§ Exercise:
Copy the material word for word, starting at the beginning of the material and ending with the line that contains "positive clicks: (455, 186) (455, 188)", both included. Leave the pictures out.
Start of Dataset records
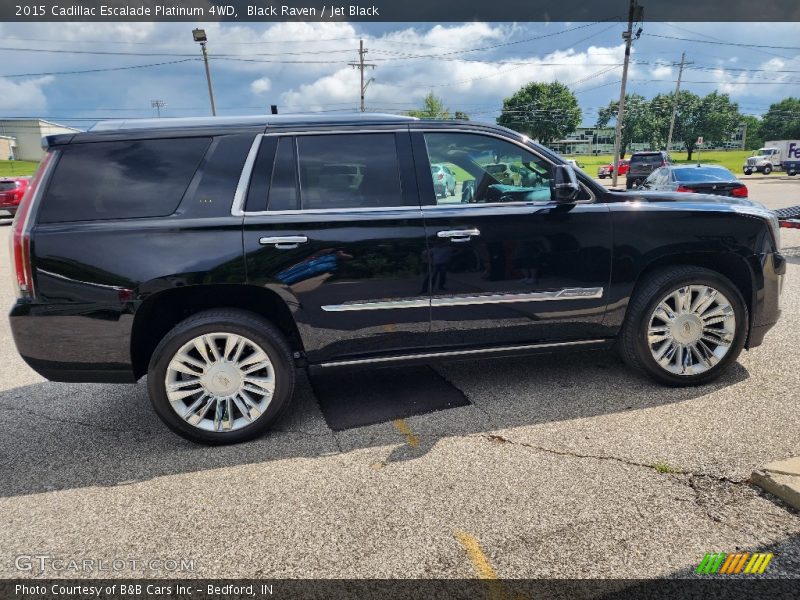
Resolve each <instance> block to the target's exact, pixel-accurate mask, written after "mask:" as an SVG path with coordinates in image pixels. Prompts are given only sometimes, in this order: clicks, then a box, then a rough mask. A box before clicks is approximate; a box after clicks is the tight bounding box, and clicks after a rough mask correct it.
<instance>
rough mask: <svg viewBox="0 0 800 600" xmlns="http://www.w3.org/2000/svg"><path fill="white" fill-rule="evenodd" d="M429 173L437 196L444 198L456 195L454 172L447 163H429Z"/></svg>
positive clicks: (455, 186) (455, 188)
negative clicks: (447, 164) (436, 163)
mask: <svg viewBox="0 0 800 600" xmlns="http://www.w3.org/2000/svg"><path fill="white" fill-rule="evenodd" d="M431 175H432V176H433V189H434V190H435V191H436V195H437V196H441V197H443V198H444V197H445V196H455V195H456V174H455V173H453V171H451V170H450V169H449V168H448V167H447V165H431Z"/></svg>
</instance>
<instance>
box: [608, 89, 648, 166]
mask: <svg viewBox="0 0 800 600" xmlns="http://www.w3.org/2000/svg"><path fill="white" fill-rule="evenodd" d="M618 108H619V102H613V101H612V102H609V103H608V105H607V106H605V107H604V108H601V109H600V111H599V112H598V113H597V127H598V128H605V127H609V126H610V124H612V123H613V126H614V127H616V124H617V112H618ZM652 128H653V124H652V117H651V115H650V103H649V102H648V101H647V100H645V98H644V96H640V95H639V94H625V116H624V117H623V127H622V139H621V140H620V151H619V156H620V158H624V157H625V153H626V152H627V150H628V147H630V145H631V143H632V142H636V141H645V140H650V138H651V133H652V131H651V130H652Z"/></svg>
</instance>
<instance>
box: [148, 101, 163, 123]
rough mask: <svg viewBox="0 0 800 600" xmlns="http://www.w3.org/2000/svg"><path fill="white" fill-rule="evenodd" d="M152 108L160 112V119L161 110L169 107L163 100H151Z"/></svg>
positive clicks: (158, 113)
mask: <svg viewBox="0 0 800 600" xmlns="http://www.w3.org/2000/svg"><path fill="white" fill-rule="evenodd" d="M150 106H151V107H152V108H155V109H156V110H157V111H158V118H159V119H160V118H161V109H162V108H166V107H167V103H166V102H164V101H163V100H151V101H150Z"/></svg>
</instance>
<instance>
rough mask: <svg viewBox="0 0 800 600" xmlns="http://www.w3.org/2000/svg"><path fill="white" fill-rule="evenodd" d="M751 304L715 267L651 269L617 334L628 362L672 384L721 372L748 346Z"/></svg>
mask: <svg viewBox="0 0 800 600" xmlns="http://www.w3.org/2000/svg"><path fill="white" fill-rule="evenodd" d="M748 323H749V320H748V311H747V305H746V304H745V302H744V299H743V298H742V295H741V293H740V292H739V290H738V289H737V288H736V287H735V286H734V285H733V284H732V283H731V282H730V281H729V280H728V279H727V278H725V277H724V276H722V275H720V274H719V273H717V272H715V271H711V270H709V269H704V268H701V267H692V266H675V267H668V268H666V269H663V270H660V271H657V272H656V273H654V274H652V275H650V276H649V277H648V278H647V279H646V280H645V281H643V282H642V284H641V285H640V286H639V288H638V289H637V291H636V293H635V294H634V296H633V298H632V299H631V303H630V305H629V306H628V311H627V315H626V317H625V323H624V324H623V326H622V331H621V332H620V336H619V339H618V347H619V350H620V353H621V354H622V358H623V359H624V360H625V362H626V363H628V365H630V366H632V367H634V368H636V369H639V370H641V371H644V372H645V373H647V374H648V375H649V376H650V377H652V378H653V379H655V380H656V381H658V382H659V383H663V384H665V385H670V386H690V385H700V384H703V383H707V382H709V381H712V380H714V379H716V378H717V377H719V376H720V375H721V374H722V373H723V372H724V371H725V370H726V369H727V368H728V366H730V364H731V363H733V362H734V361H735V360H736V359H737V357H738V356H739V353H740V352H741V351H742V348H743V347H744V343H745V339H746V337H747V331H748Z"/></svg>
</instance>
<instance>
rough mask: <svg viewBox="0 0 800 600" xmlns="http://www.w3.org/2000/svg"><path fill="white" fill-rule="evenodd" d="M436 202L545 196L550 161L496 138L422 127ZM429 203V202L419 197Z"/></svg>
mask: <svg viewBox="0 0 800 600" xmlns="http://www.w3.org/2000/svg"><path fill="white" fill-rule="evenodd" d="M425 143H426V145H427V148H428V159H429V161H430V164H431V177H432V178H433V189H434V193H435V196H436V202H435V203H436V204H440V205H442V204H470V203H474V204H488V203H504V202H550V200H551V198H552V193H551V181H552V166H551V165H550V164H549V163H547V162H545V161H544V160H543V159H541V158H539V157H538V156H536V155H535V154H533V153H532V152H528V151H526V150H525V149H524V148H521V147H520V146H517V145H516V144H512V143H511V142H507V141H505V140H501V139H499V138H495V137H490V136H485V135H479V134H473V133H453V132H441V133H437V132H428V133H425ZM424 203H425V204H434V202H424Z"/></svg>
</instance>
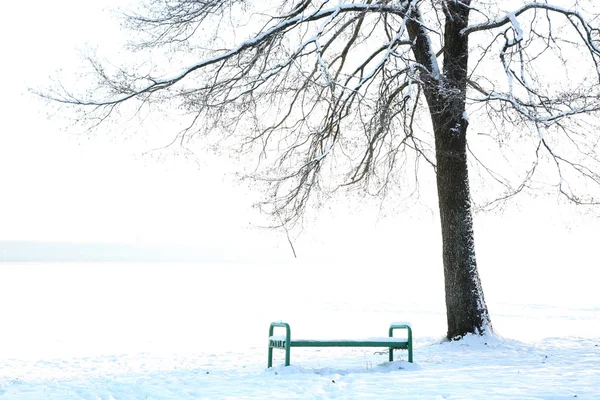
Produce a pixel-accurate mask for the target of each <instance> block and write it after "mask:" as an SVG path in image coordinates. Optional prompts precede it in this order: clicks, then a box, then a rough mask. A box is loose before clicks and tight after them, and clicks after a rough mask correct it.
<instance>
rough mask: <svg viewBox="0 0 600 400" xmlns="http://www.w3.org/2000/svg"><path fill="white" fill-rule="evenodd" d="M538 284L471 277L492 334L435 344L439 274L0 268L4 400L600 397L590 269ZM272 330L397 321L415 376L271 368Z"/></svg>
mask: <svg viewBox="0 0 600 400" xmlns="http://www.w3.org/2000/svg"><path fill="white" fill-rule="evenodd" d="M537 271H538V272H537V273H531V274H529V275H528V274H527V273H525V272H526V271H520V272H521V273H520V274H517V269H511V268H510V267H506V268H504V269H500V268H495V269H494V270H487V271H486V270H485V269H484V270H482V278H483V284H484V290H485V291H486V294H487V300H488V305H489V308H490V312H491V315H492V319H493V323H494V327H495V329H496V331H497V333H498V334H497V335H496V336H493V337H483V338H479V337H469V338H466V339H465V340H463V341H460V342H453V343H444V342H441V341H440V338H441V337H442V336H443V335H444V331H445V314H444V304H443V292H442V287H443V284H442V279H441V271H438V270H437V268H434V267H431V268H428V267H422V268H421V269H416V268H409V267H402V266H398V265H387V266H376V265H364V264H358V263H357V264H355V265H352V264H350V265H343V264H339V265H314V264H312V265H310V266H306V265H300V264H297V265H296V264H292V265H271V266H260V267H258V266H253V265H231V264H229V265H219V266H216V265H214V266H206V265H192V264H171V265H168V264H64V265H59V264H21V265H18V264H0V315H1V320H0V321H1V324H0V399H2V400H9V399H10V400H16V399H19V400H21V399H61V400H62V399H65V400H67V399H78V400H79V399H85V400H98V399H102V400H121V399H124V400H133V399H181V400H185V399H190V400H191V399H265V398H295V399H363V398H376V399H398V398H402V399H572V398H578V399H600V295H598V292H597V289H596V288H595V286H596V284H595V283H594V282H593V281H594V278H595V277H596V275H594V274H595V271H592V270H591V269H580V270H576V271H574V270H571V272H570V273H567V272H566V271H560V270H555V269H548V270H547V271H545V273H541V270H540V269H539V268H538V270H537ZM528 289H529V290H528ZM274 320H285V321H287V322H289V323H290V325H291V328H292V335H294V336H296V337H307V338H338V339H341V338H362V337H372V336H385V335H386V334H387V328H388V325H389V323H390V322H392V321H397V320H408V321H410V322H411V323H412V325H413V331H414V339H415V363H414V364H409V363H408V362H406V361H405V360H406V352H404V351H398V353H397V355H396V359H398V361H395V362H393V363H387V362H386V360H387V355H385V354H382V353H380V352H378V351H377V349H352V348H348V349H340V348H323V349H297V348H294V349H292V356H291V361H292V365H291V366H290V367H283V366H282V363H283V352H281V351H277V350H276V351H275V365H276V367H275V368H272V369H269V370H267V369H266V362H267V347H266V344H267V336H268V326H269V323H270V322H271V321H274ZM381 350H382V351H383V350H385V349H381Z"/></svg>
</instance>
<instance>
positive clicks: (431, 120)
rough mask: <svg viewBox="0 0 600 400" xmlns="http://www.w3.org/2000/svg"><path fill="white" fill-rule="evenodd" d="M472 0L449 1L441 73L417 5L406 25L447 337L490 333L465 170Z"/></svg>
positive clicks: (445, 23) (468, 180) (467, 178)
mask: <svg viewBox="0 0 600 400" xmlns="http://www.w3.org/2000/svg"><path fill="white" fill-rule="evenodd" d="M469 10H470V0H456V1H446V2H445V9H444V13H445V16H446V23H445V27H444V45H443V55H444V59H443V60H444V66H443V73H441V74H440V73H439V72H438V64H437V63H438V61H437V55H435V53H434V52H433V49H432V47H431V41H430V40H429V38H428V34H429V33H428V31H427V29H426V28H425V26H424V24H423V23H420V21H422V19H421V15H420V13H419V11H418V9H414V10H413V11H412V15H411V17H412V18H411V19H410V20H409V21H408V22H407V29H408V32H409V35H410V37H411V40H412V41H413V43H414V44H413V54H414V55H415V58H416V59H417V61H418V62H419V63H420V64H421V65H424V66H426V67H427V69H428V70H429V71H430V73H429V74H422V75H421V78H422V79H423V83H424V84H425V85H424V89H425V97H426V99H427V104H428V106H429V112H430V115H431V121H432V123H433V130H434V135H435V147H436V164H437V165H436V171H437V189H438V200H439V207H440V219H441V223H442V241H443V261H444V277H445V286H446V313H447V318H448V333H447V337H448V339H454V338H460V337H463V336H464V335H466V334H468V333H475V334H483V333H485V332H491V330H492V325H491V322H490V318H489V314H488V311H487V306H486V304H485V300H484V297H483V291H482V288H481V282H480V280H479V273H478V272H477V263H476V261H475V243H474V237H473V218H472V214H471V197H470V192H469V175H468V171H467V126H468V121H467V119H466V117H465V104H466V92H467V77H468V61H469V44H468V38H467V37H464V36H463V35H461V33H460V31H461V30H462V29H463V28H465V27H466V26H467V25H468V20H469Z"/></svg>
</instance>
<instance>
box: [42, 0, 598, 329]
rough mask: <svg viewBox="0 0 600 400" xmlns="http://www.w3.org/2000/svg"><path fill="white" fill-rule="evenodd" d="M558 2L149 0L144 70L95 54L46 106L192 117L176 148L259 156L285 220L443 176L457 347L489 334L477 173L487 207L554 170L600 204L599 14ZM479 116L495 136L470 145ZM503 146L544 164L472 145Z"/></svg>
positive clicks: (446, 245)
mask: <svg viewBox="0 0 600 400" xmlns="http://www.w3.org/2000/svg"><path fill="white" fill-rule="evenodd" d="M556 1H557V3H558V2H560V3H561V4H562V5H552V4H551V3H550V1H549V0H547V1H543V2H542V1H517V0H514V1H506V2H496V1H494V2H488V1H484V0H480V1H475V0H473V1H471V0H365V1H363V2H359V1H352V0H339V1H335V2H334V1H328V0H320V1H315V0H298V1H296V2H291V1H283V0H279V1H278V2H276V1H275V0H273V1H266V2H258V1H254V2H251V1H246V0H168V1H167V0H145V2H144V3H143V4H142V5H141V6H140V9H139V10H138V12H134V13H131V14H127V15H125V16H124V19H123V21H124V25H125V26H126V27H127V28H129V29H131V30H132V31H133V32H134V33H135V36H134V39H135V40H134V42H133V43H132V44H131V48H132V49H133V50H134V51H136V52H137V53H136V55H137V56H138V57H140V56H141V55H145V57H146V58H145V59H144V61H143V62H140V63H138V64H137V65H133V66H130V67H129V68H120V67H119V68H116V67H112V66H111V65H110V64H107V63H103V62H100V61H98V59H97V58H95V57H93V56H90V57H88V61H89V65H90V66H91V68H92V71H93V75H94V76H95V78H96V81H95V82H96V84H95V85H93V86H90V87H89V88H88V90H85V91H83V92H72V91H69V90H67V89H65V88H64V87H63V86H59V87H58V88H55V90H52V91H49V92H46V93H44V94H43V95H44V96H46V97H49V98H51V99H52V100H55V101H58V102H61V103H64V104H68V105H72V106H74V107H75V108H76V109H77V110H79V111H80V112H81V113H82V121H83V122H84V123H88V124H91V125H92V126H96V125H97V124H100V123H103V122H104V121H107V120H109V119H111V118H117V119H118V118H121V114H122V113H123V112H125V111H128V110H129V111H130V112H132V113H134V114H135V113H144V112H145V113H151V112H155V111H154V110H155V107H167V108H168V109H171V110H180V111H182V112H181V116H180V118H181V121H183V123H184V124H185V125H184V126H183V128H182V129H181V131H179V132H178V133H174V136H175V138H174V143H177V144H179V145H181V146H182V147H186V146H188V145H189V144H190V143H191V142H192V141H193V140H194V138H197V137H201V136H203V135H204V134H208V133H216V134H217V135H218V136H219V137H220V138H222V140H224V141H227V142H230V143H235V144H237V145H238V146H239V147H238V148H239V150H241V151H256V153H254V154H256V155H257V160H258V166H259V167H260V169H258V170H257V171H258V172H257V174H256V176H257V177H258V178H260V179H263V180H264V181H266V182H268V184H269V185H270V196H269V197H268V199H267V200H266V201H265V203H264V206H269V207H270V208H268V210H267V211H269V212H270V213H271V214H272V215H273V216H275V217H276V219H277V220H278V221H279V222H280V223H281V224H282V225H285V226H290V225H291V226H293V224H294V223H295V222H297V221H298V218H300V216H301V215H302V213H303V211H304V210H305V208H306V206H307V204H308V202H309V199H310V198H311V195H312V194H313V193H315V192H319V190H321V189H328V188H329V189H331V188H333V189H337V188H344V187H354V188H360V189H363V190H364V191H366V192H368V193H374V194H382V193H387V192H388V191H392V190H395V189H396V188H397V187H398V186H399V185H401V184H402V182H404V181H402V180H401V179H402V177H403V176H406V174H407V173H410V172H414V173H416V172H417V170H418V168H419V167H418V166H419V165H420V164H419V163H423V162H424V163H425V164H426V165H429V166H431V167H432V168H433V170H434V171H435V176H436V182H437V194H438V201H439V212H440V220H441V228H442V240H443V266H444V276H445V290H446V308H447V319H448V332H447V337H448V338H449V339H452V338H457V337H462V336H464V335H465V334H468V333H476V334H483V333H485V332H491V331H492V326H491V322H490V317H489V314H488V310H487V306H486V303H485V300H484V295H483V291H482V287H481V283H480V279H479V275H478V271H477V263H476V258H475V246H474V234H473V218H472V213H473V211H472V210H473V205H472V199H471V192H470V188H469V186H470V183H471V182H472V179H473V177H471V178H470V177H469V166H471V167H472V168H473V167H474V168H476V170H477V171H478V172H479V173H480V174H481V176H483V177H485V179H486V182H489V184H490V185H495V186H496V187H500V189H501V192H500V193H499V194H498V195H497V196H495V197H494V198H493V199H492V200H491V201H489V202H487V203H485V204H484V206H494V205H496V204H497V203H498V201H502V200H506V199H508V198H510V197H512V196H514V195H515V194H517V193H519V192H521V191H523V190H528V189H530V188H536V187H538V186H540V185H541V184H542V183H543V182H540V181H538V180H537V179H538V178H537V177H538V176H539V175H540V173H539V170H540V169H544V171H549V172H547V173H549V174H550V175H553V174H554V178H557V179H555V180H554V181H550V182H549V186H548V185H546V186H545V187H548V188H550V189H551V190H554V191H556V192H557V193H560V194H562V195H563V196H565V197H566V198H567V199H569V200H570V201H573V202H575V203H578V204H596V197H597V193H598V188H599V186H600V176H599V175H598V172H597V171H599V170H600V169H599V168H598V167H599V166H600V162H599V159H598V157H597V156H596V151H597V149H598V146H599V144H600V135H597V134H595V133H594V132H590V127H593V126H594V119H593V118H594V115H595V114H596V113H597V112H598V110H599V109H600V101H599V96H598V94H599V93H600V92H599V89H600V48H599V40H600V35H599V33H600V31H599V30H598V28H597V27H596V26H595V25H594V24H596V25H597V24H598V17H597V15H596V14H594V12H595V10H594V6H593V4H592V3H591V2H589V3H585V4H584V3H583V1H577V0H570V1H569V0H562V1H560V0H556ZM239 37H243V38H244V39H243V40H240V39H238V38H239ZM161 57H162V58H161ZM550 68H554V69H550ZM177 69H180V72H178V73H175V74H173V75H168V73H169V72H168V71H174V70H177ZM165 71H167V72H165ZM171 73H172V72H171ZM553 76H554V78H553ZM555 79H560V80H561V82H560V83H559V84H558V83H557V82H555V81H554V80H555ZM126 104H133V105H135V107H133V108H132V109H128V108H127V107H126V106H125V105H126ZM169 107H171V108H169ZM144 110H145V111H144ZM117 111H120V112H117ZM426 115H428V116H429V118H425V117H424V116H426ZM469 120H470V121H471V122H469ZM473 121H476V123H477V127H478V129H480V130H483V131H485V134H478V135H475V136H473V135H472V134H470V135H469V145H468V143H467V132H468V131H469V129H468V127H469V124H471V125H473ZM515 132H518V133H517V134H515ZM489 138H492V139H494V143H495V144H496V145H497V147H496V150H495V151H497V152H501V153H503V152H505V145H504V143H505V142H506V141H507V140H509V139H510V140H515V141H520V142H521V144H522V146H523V147H522V148H521V151H522V152H524V153H525V154H528V156H529V157H531V160H532V161H531V165H530V166H529V167H527V168H524V169H523V170H522V171H523V172H522V173H520V174H517V175H515V176H508V177H507V176H506V174H501V173H498V172H496V169H495V167H494V166H490V165H489V164H490V163H491V161H490V160H491V158H489V157H488V158H483V157H480V156H478V153H476V152H475V151H474V150H473V149H474V148H476V147H477V146H476V145H475V146H473V145H472V144H473V143H477V142H480V141H482V140H489ZM529 148H532V151H529V152H526V151H523V149H529ZM488 161H490V162H488ZM492 164H493V163H492ZM549 164H551V165H553V169H549V168H548V165H549ZM541 166H543V167H544V168H542V167H541ZM403 174H404V175H403ZM552 179H553V178H552ZM546 183H548V182H546ZM578 189H583V190H584V191H583V195H582V194H580V193H579V192H577V190H578Z"/></svg>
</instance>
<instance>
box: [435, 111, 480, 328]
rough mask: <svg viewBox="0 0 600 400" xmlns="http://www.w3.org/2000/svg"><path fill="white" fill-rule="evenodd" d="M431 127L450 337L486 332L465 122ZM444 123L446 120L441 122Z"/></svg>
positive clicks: (446, 315) (464, 121) (461, 122)
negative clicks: (434, 155) (435, 146)
mask: <svg viewBox="0 0 600 400" xmlns="http://www.w3.org/2000/svg"><path fill="white" fill-rule="evenodd" d="M461 119H462V116H461ZM436 125H438V128H437V129H436V130H435V137H436V155H437V156H436V160H437V189H438V201H439V207H440V220H441V224H442V241H443V261H444V279H445V289H446V316H447V319H448V333H447V337H448V338H449V339H453V338H458V337H462V336H464V335H466V334H467V333H475V334H484V333H486V332H491V329H492V326H491V322H490V318H489V314H488V311H487V306H486V304H485V300H484V296H483V290H482V288H481V281H480V279H479V273H478V271H477V262H476V259H475V242H474V236H473V218H472V211H471V199H470V193H469V176H468V172H467V153H466V126H467V121H466V120H464V119H463V120H462V122H461V123H460V125H459V126H460V128H458V129H456V130H452V129H449V130H443V129H441V128H440V127H439V125H440V124H436ZM441 125H442V126H444V125H446V126H447V124H444V123H442V124H441ZM455 126H456V125H455Z"/></svg>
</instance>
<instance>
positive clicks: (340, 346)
mask: <svg viewBox="0 0 600 400" xmlns="http://www.w3.org/2000/svg"><path fill="white" fill-rule="evenodd" d="M276 327H280V328H285V330H286V334H285V335H273V330H274V328H276ZM397 329H404V330H406V331H407V337H406V338H398V337H393V332H394V330H397ZM291 347H386V348H388V349H389V361H390V362H391V361H393V360H394V355H393V350H394V349H404V350H408V361H409V362H413V354H412V329H411V326H410V324H408V323H404V322H402V323H393V324H392V325H391V326H390V329H389V336H388V337H373V338H367V339H333V340H331V339H325V340H320V339H319V340H317V339H292V337H291V329H290V326H289V324H287V323H285V322H273V323H271V326H270V327H269V351H268V363H267V368H271V367H272V365H273V349H283V350H285V365H286V366H288V365H290V348H291Z"/></svg>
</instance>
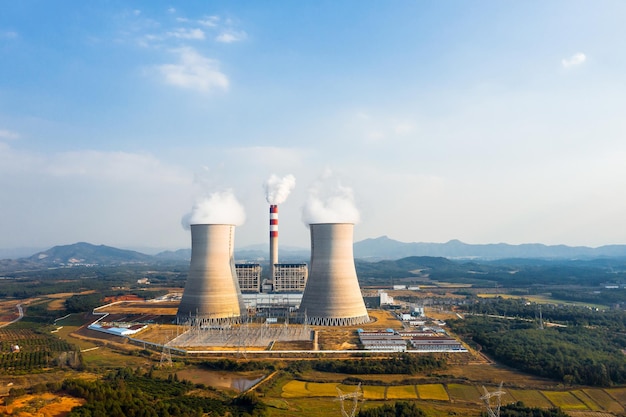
End of Dataset records
§ Task solution:
Resolve each <instance> block to the target's exact, pixel-accurate mask, written after "mask:" as an SVG path with coordinates in image pixels. Prompts are given only sometimes, in this order: clicks, then a box, then a rough mask. A box before clicks is approximate; a box after clicks is the tight bounding box, and clicks after a rough mask correct it.
<instance>
rough mask: <svg viewBox="0 0 800 600" xmlns="http://www.w3.org/2000/svg"><path fill="white" fill-rule="evenodd" d="M429 173L437 196L444 198L456 195L454 172L447 163H429Z"/></svg>
positive clicks: (455, 186) (455, 188)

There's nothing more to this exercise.